Top of Provided records
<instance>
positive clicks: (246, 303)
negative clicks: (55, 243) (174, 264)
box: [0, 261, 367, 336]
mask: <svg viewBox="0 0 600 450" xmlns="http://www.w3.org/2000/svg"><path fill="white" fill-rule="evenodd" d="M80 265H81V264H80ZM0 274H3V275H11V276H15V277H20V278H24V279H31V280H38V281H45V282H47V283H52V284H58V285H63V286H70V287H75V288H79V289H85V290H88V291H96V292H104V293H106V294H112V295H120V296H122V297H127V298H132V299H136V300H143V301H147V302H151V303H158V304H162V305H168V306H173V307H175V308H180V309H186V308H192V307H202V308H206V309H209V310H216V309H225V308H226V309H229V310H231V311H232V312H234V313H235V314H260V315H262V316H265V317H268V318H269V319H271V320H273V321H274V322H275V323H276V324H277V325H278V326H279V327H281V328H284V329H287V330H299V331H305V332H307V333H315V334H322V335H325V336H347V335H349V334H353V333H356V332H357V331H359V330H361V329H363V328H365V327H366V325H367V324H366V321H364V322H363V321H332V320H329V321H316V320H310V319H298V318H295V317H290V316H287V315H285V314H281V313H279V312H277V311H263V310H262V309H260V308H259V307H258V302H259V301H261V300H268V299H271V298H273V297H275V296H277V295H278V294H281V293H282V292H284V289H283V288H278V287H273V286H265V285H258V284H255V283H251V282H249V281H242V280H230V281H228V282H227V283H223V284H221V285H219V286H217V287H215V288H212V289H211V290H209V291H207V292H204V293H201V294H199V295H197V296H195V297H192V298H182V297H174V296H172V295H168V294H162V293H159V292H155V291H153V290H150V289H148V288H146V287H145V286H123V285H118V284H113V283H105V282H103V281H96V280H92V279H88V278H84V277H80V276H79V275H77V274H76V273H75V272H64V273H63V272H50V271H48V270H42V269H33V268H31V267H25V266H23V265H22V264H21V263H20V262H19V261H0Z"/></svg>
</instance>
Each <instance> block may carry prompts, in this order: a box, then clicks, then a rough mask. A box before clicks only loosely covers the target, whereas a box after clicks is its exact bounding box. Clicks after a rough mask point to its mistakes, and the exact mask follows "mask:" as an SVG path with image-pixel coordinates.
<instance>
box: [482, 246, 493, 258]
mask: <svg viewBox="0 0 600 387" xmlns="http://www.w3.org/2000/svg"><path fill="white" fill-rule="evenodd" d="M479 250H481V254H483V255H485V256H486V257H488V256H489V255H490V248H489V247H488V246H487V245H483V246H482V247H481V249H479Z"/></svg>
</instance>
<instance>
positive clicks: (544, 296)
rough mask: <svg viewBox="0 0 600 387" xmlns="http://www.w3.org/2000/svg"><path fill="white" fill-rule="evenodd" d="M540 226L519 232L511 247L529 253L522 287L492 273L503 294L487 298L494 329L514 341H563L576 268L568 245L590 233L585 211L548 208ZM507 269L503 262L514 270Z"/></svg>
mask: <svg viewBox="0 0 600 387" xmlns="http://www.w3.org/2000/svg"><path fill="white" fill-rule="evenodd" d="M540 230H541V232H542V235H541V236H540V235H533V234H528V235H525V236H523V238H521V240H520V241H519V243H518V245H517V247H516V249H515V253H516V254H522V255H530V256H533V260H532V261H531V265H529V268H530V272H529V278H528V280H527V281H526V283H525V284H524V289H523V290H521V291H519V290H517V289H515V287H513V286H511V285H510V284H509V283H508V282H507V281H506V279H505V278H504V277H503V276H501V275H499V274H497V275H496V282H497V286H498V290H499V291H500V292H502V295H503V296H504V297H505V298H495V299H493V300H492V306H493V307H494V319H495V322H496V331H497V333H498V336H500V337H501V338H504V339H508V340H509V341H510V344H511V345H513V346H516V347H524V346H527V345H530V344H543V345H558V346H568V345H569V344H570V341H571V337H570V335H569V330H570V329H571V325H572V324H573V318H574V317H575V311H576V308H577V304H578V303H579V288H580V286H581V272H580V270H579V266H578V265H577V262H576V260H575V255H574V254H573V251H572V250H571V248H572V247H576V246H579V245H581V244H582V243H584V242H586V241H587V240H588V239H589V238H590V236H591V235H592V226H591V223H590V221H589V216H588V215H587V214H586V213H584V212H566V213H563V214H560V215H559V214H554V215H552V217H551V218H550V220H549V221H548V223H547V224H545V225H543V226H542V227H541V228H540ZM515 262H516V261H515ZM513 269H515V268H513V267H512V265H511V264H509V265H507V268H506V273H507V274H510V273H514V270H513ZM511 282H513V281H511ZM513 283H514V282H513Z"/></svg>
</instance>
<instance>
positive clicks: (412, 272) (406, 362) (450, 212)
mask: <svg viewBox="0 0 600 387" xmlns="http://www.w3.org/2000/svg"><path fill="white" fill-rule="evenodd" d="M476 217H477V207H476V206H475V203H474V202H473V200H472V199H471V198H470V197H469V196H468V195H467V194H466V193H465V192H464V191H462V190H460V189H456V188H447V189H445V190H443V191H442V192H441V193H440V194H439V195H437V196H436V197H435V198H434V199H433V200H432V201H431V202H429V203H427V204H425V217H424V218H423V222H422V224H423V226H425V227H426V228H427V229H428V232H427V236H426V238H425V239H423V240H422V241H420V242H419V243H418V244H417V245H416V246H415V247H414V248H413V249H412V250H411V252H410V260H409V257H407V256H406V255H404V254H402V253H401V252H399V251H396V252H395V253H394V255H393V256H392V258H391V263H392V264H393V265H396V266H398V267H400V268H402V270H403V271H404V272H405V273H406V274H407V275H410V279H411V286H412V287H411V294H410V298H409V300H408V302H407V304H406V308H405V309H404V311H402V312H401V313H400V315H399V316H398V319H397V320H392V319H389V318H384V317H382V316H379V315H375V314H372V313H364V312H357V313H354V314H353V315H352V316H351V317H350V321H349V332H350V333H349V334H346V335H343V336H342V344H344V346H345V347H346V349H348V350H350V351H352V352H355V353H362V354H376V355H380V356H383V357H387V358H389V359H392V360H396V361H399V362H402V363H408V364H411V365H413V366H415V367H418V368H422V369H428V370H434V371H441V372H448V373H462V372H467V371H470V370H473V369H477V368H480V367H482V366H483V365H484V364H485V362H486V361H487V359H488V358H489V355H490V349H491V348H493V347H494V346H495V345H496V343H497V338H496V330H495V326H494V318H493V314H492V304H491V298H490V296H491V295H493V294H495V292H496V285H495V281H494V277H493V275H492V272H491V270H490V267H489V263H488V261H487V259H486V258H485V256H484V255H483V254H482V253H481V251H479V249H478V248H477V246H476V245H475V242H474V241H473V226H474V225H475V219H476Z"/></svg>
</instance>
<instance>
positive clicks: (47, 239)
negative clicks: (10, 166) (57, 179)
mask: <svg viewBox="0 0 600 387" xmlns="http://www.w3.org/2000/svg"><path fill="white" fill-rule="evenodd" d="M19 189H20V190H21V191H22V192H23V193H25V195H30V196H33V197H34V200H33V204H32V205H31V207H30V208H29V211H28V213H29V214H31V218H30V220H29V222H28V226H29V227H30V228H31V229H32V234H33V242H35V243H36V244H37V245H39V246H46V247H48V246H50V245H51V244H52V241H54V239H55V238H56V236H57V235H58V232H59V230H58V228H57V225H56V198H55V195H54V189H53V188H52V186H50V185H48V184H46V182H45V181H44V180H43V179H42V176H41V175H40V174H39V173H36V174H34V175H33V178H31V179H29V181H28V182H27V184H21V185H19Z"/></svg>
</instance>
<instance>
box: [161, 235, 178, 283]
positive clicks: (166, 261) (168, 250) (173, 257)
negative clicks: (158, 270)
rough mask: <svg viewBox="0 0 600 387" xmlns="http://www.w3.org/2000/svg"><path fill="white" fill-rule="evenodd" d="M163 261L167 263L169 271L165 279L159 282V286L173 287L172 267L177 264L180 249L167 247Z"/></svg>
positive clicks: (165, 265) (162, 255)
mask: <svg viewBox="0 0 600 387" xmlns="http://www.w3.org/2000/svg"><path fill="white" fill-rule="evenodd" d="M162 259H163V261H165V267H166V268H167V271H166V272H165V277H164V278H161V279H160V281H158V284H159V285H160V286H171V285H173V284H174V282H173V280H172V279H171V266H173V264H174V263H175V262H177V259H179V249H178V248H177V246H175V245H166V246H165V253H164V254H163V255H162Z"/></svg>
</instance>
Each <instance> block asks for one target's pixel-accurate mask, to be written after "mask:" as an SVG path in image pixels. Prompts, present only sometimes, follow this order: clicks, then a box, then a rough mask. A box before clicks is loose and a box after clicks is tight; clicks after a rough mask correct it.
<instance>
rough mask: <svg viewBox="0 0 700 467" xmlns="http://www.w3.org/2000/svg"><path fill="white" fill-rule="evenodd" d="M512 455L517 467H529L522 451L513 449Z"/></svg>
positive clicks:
Bottom of Provided records
> [Task prompt]: What lines of the preceding data include the string "target"? Pull them out.

> [Task result]:
Each <instance> block may carry prompts, in this order: a box, then clicks, then a rough mask. A box before clicks only loosely covers the target, whereas a box after clicks is its exact bounding box. Clicks after a rough mask point to its mistakes, and the exact mask follows "mask:" as an SVG path with image-pixel coordinates.
Each <instance> block asks for one target's pixel-accurate mask, to be written after "mask:" as an SVG path in image pixels. Prompts, present only sometimes, follow this order: clicks, then a box, then a rough mask. A box before clicks is loose and a box after clicks is tight; clicks after a rough mask correct it.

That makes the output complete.